EXERCISE GOAL:
Reproduce word for word the lines of the records below, starting at the line that contains "point: the white" and ending with the final line of the records, both ends included.

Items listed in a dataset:

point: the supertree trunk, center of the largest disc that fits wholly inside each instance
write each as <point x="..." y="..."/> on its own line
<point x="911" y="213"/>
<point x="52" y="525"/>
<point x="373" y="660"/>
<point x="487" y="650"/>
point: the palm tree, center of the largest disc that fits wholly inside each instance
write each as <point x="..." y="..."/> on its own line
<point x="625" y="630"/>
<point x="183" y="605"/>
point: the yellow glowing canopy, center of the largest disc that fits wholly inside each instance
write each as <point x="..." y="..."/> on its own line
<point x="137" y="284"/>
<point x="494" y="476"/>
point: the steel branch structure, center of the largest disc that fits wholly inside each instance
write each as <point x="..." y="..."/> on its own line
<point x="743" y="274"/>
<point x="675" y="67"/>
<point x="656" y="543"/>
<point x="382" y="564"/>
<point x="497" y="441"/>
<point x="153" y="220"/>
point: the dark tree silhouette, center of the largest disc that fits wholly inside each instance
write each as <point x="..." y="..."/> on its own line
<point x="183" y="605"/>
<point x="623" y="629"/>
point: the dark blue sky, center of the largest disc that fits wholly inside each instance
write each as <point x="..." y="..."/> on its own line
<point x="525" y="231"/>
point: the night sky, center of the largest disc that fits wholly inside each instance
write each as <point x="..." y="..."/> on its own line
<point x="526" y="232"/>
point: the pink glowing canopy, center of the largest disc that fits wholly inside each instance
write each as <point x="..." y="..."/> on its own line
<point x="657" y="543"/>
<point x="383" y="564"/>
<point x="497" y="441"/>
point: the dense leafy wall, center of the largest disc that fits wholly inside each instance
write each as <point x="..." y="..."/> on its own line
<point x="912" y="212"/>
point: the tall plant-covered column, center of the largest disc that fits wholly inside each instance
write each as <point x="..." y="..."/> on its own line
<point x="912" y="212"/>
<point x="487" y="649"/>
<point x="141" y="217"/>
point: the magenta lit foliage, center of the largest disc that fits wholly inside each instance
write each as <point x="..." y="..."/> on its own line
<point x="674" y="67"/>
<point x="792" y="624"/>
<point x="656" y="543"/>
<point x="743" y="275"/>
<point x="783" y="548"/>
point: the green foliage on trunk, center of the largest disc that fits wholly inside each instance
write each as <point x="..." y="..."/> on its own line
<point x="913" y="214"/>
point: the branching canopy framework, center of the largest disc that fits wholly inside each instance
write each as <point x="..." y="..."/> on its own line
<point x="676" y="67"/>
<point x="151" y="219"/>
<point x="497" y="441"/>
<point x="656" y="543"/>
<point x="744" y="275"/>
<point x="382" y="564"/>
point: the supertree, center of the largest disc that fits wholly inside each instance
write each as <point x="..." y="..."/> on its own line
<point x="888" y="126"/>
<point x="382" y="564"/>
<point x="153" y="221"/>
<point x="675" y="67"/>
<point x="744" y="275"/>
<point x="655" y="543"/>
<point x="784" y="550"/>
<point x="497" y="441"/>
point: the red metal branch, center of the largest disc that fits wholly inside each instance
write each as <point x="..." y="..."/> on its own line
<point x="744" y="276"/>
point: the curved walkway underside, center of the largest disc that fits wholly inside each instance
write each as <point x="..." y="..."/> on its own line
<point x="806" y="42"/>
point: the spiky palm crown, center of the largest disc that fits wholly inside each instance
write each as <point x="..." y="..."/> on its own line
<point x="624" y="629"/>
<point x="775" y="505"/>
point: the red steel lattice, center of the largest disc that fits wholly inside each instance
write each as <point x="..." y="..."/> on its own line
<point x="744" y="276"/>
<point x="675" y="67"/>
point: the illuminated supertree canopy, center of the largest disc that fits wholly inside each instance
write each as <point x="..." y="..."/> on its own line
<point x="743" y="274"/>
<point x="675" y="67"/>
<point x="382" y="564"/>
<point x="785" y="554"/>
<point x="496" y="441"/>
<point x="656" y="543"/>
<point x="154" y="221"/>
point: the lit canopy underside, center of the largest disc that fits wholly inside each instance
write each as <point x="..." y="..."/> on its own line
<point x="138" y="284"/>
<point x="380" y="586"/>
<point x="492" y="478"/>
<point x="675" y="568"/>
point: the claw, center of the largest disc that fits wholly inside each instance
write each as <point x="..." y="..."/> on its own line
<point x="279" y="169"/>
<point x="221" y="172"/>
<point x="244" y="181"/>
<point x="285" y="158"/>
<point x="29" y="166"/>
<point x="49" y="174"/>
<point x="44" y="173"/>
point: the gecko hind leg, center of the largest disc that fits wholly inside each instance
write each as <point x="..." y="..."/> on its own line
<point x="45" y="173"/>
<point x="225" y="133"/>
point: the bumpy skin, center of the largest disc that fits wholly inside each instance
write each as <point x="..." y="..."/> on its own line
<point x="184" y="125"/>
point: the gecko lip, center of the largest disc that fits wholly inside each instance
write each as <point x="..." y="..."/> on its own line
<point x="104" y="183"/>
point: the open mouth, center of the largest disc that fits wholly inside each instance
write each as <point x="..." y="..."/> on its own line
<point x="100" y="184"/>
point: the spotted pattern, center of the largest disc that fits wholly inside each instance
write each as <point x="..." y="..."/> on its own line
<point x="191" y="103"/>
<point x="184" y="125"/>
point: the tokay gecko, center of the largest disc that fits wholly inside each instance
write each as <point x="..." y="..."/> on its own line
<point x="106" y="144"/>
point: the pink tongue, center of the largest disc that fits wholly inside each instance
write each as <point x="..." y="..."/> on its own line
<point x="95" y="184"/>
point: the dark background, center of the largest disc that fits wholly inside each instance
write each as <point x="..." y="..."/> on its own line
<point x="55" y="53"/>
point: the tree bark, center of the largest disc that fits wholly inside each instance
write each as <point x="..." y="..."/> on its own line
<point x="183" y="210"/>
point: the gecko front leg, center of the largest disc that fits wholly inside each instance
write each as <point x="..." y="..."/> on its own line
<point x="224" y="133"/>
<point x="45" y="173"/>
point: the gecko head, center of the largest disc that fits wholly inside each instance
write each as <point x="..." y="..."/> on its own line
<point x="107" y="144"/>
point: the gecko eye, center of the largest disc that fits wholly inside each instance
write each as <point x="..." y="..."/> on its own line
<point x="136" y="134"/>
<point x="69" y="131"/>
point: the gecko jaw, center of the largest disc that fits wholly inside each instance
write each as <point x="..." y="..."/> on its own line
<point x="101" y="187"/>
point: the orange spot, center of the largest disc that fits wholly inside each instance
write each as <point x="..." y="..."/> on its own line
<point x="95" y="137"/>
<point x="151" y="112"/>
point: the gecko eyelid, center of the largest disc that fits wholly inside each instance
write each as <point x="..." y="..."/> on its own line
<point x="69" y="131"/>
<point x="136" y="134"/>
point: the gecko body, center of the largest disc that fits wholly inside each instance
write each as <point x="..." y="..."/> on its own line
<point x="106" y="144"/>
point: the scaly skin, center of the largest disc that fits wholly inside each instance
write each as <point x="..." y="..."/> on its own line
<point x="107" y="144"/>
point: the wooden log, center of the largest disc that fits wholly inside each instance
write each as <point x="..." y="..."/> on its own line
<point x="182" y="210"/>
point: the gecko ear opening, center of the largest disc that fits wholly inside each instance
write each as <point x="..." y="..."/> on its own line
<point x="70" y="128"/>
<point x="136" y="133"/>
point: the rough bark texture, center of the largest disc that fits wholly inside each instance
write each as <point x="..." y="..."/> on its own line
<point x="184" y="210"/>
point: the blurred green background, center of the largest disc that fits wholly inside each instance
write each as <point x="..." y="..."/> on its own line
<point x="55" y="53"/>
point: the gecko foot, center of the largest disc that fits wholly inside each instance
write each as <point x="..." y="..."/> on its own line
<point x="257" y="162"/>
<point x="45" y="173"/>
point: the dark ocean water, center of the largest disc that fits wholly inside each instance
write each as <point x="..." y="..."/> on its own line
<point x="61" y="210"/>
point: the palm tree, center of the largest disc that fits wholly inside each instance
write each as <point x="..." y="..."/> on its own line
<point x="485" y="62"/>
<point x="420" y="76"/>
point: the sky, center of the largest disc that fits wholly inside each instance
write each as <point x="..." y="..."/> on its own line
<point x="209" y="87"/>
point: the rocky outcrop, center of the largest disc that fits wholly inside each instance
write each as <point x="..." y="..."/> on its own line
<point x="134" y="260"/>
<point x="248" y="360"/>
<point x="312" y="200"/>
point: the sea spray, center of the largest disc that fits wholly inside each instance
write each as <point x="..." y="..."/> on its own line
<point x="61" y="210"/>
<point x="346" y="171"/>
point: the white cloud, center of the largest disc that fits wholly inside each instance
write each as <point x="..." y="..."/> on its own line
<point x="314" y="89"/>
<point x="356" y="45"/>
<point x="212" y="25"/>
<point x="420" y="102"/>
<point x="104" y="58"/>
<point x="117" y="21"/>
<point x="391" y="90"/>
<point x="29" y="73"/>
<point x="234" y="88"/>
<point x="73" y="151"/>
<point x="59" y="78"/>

SOLUTION TO THIS PROBLEM:
point: the white cloud, center of the largest disc that fits wholly inside each instance
write each as <point x="..." y="..."/> on its own line
<point x="314" y="89"/>
<point x="356" y="45"/>
<point x="212" y="25"/>
<point x="420" y="102"/>
<point x="104" y="58"/>
<point x="117" y="21"/>
<point x="391" y="90"/>
<point x="29" y="73"/>
<point x="234" y="88"/>
<point x="73" y="151"/>
<point x="59" y="78"/>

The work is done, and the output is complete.